• _Extrait à lire_:
══════

Il faut avant tout porter un regard conscient et bienveillant sur les élèves pour repérer les potentielles difficultés personnelles de chacun, tout en gardant un niveau d’exigence assez fort envers eux. Le pire serait de les considérer comme s’ils étaient déjà irrécupérables alors qu’ils n’ont que 12 ans.”

As-tu accès à des ressources en termes d’initiatives pédagogiques menées par d’autres professeurs ?

Capucine : “Oui ! Le métier de professeur est une profession où les personnes échangent volontiers et mettent facilement en commun leurs ressources. Bien sûr, il y a toujours une phase où on construit son propre cours parce qu’on ne peut pas juste réutiliser celui des autres mot pour mot. En tout cas, il y largement de quoi s’inspirer.

Moi-même, je teste pleins de choses. Ce n’est pas forcément toujours conscient d’ailleurs. J’ai connaissance des pédagogies de type classe inversée, Montessori, Freinet mais je ne les maîtrise pas assez pour vraiment les appliquer dans ma classe. Je me suis sentie en tout cas « carte blanche » en termes de pédagogie parce que dans les collèges REP ou REP+, il y a une culture de l’innovation pédagogique qui est très forte. On est de toute façon face à des publics face auxquels on ne peut pas faire cours de manière « classique ». Il y a vraiment une fibre de la débrouille, les profs essaient plein de choses et se réinventent au quotidien. Après, il ne faut pas non plus tenter trop de formats ou méthodes différents car sinon les élèves sont perdus. L’année prochaine, je vais travailler à mettre en place des repères plus formels et cadrés pour les élèves. Ils restent jeunes et ont besoin de repères fixes.

══════

• _Consigne 1_: Recopiez à l'identique les lignes des enregistrements depuis leur tout début jusqu'à la ligne contenant "227 80 L 206", celle-ci comprise. Ne reproduisez pas les images.
Les enregistrements n'ont aucun lien avec l'extrait.

══════

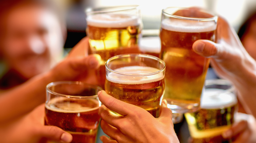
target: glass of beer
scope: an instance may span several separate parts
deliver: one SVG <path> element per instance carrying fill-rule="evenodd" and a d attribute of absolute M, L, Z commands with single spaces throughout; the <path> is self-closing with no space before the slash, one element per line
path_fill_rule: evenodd
<path fill-rule="evenodd" d="M 227 80 L 206 80 L 201 109 L 185 113 L 192 142 L 226 142 L 221 134 L 234 122 L 237 100 L 234 88 Z"/>
<path fill-rule="evenodd" d="M 101 103 L 96 86 L 59 81 L 46 86 L 45 124 L 57 126 L 73 136 L 72 143 L 94 143 Z"/>
<path fill-rule="evenodd" d="M 138 6 L 87 9 L 86 32 L 90 51 L 99 55 L 102 62 L 96 71 L 99 86 L 104 87 L 105 63 L 118 55 L 139 53 L 141 23 Z"/>
<path fill-rule="evenodd" d="M 217 19 L 195 8 L 162 10 L 160 57 L 166 65 L 164 99 L 173 113 L 199 108 L 209 59 L 196 54 L 192 46 L 199 39 L 215 41 Z"/>
<path fill-rule="evenodd" d="M 145 54 L 117 55 L 106 63 L 105 90 L 115 98 L 159 116 L 164 92 L 165 64 Z"/>

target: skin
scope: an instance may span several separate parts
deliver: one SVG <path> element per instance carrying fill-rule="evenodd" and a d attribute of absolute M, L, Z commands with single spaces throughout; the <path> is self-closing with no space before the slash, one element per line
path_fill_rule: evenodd
<path fill-rule="evenodd" d="M 56 127 L 43 125 L 44 104 L 31 111 L 45 102 L 45 87 L 48 83 L 65 80 L 90 83 L 92 79 L 95 79 L 90 73 L 98 68 L 101 59 L 98 55 L 80 54 L 87 51 L 88 47 L 85 45 L 88 42 L 88 38 L 83 39 L 65 59 L 51 70 L 1 94 L 0 142 L 44 142 L 48 139 L 61 142 L 71 141 L 70 134 Z M 4 137 L 9 136 L 15 137 L 10 141 L 9 137 Z"/>
<path fill-rule="evenodd" d="M 200 55 L 210 58 L 211 65 L 218 75 L 232 82 L 245 111 L 255 118 L 256 96 L 253 95 L 256 94 L 256 62 L 225 20 L 219 17 L 218 22 L 217 43 L 199 40 L 193 44 L 193 50 Z M 256 140 L 251 135 L 252 129 L 248 127 L 255 126 L 248 126 L 245 121 L 241 121 L 224 133 L 223 136 L 232 138 L 235 142 L 245 142 L 245 140 L 254 142 Z"/>
<path fill-rule="evenodd" d="M 250 55 L 256 60 L 256 20 L 253 21 L 247 28 L 241 42 Z"/>
<path fill-rule="evenodd" d="M 101 128 L 115 140 L 103 136 L 100 139 L 103 143 L 179 142 L 166 101 L 162 103 L 160 117 L 155 118 L 145 109 L 116 99 L 104 90 L 98 95 L 104 105 L 99 110 Z"/>
<path fill-rule="evenodd" d="M 38 6 L 18 6 L 4 22 L 1 53 L 9 68 L 24 79 L 48 71 L 60 59 L 64 33 L 52 12 Z"/>
<path fill-rule="evenodd" d="M 56 126 L 44 125 L 44 104 L 42 104 L 16 121 L 2 126 L 1 142 L 70 142 L 72 136 L 69 133 Z"/>

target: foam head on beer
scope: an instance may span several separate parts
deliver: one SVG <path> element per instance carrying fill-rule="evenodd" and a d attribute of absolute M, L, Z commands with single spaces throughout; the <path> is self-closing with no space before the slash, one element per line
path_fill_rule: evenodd
<path fill-rule="evenodd" d="M 185 114 L 193 142 L 221 142 L 222 133 L 234 121 L 237 103 L 231 90 L 206 88 L 202 97 L 201 109 Z"/>
<path fill-rule="evenodd" d="M 138 16 L 117 14 L 96 14 L 88 15 L 87 25 L 101 28 L 123 28 L 139 24 Z"/>
<path fill-rule="evenodd" d="M 161 27 L 165 30 L 180 32 L 197 33 L 211 31 L 216 29 L 215 21 L 200 22 L 170 18 L 162 21 Z"/>
<path fill-rule="evenodd" d="M 155 82 L 162 79 L 164 76 L 162 72 L 156 74 L 142 76 L 144 74 L 148 74 L 157 72 L 160 70 L 150 67 L 131 66 L 125 67 L 115 70 L 115 71 L 125 74 L 137 74 L 138 76 L 126 76 L 121 73 L 115 72 L 108 73 L 106 77 L 108 81 L 119 84 L 138 85 Z"/>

══════

• _Consigne 2_: Pour chacune des affirmations suivantes, indiquez par oui ou par non si elle est conforme à l'extrait, et citez à l'identique les mots de l'extrait qui tranchent. (a) Capucine maîtrise assez les pédagogies Montessori et Freinet pour les appliquer dans sa classe. (b) Les collèges REP ou REP+ ont une forte culture de l'innovation pédagogique. (c) Les élèves dont il est question ont 12 ans.

• _Solution rédigée 1_:
target: glass of beer
scope: an instance may span several separate parts
deliver: one SVG <path> element per instance carrying fill-rule="evenodd" and a d attribute of absolute M, L, Z commands with single spaces throughout; the <path> is self-closing with no space before the slash, one element per line
path_fill_rule: evenodd
<path fill-rule="evenodd" d="M 227 80 L 206 80 L 201 109 L 185 113 L 192 142 L 226 142 L 221 134 L 234 122 L 237 100 L 234 88 Z"/>

• _Solution rédigée 2_:
(a) Non : « je ne les maîtrise pas assez pour vraiment les appliquer dans ma classe ».
(b) Oui : « dans les collèges REP ou REP+, il y a une culture de l’innovation pédagogique qui est très forte ».
(c) Oui : « alors qu’ils n’ont que 12 ans ».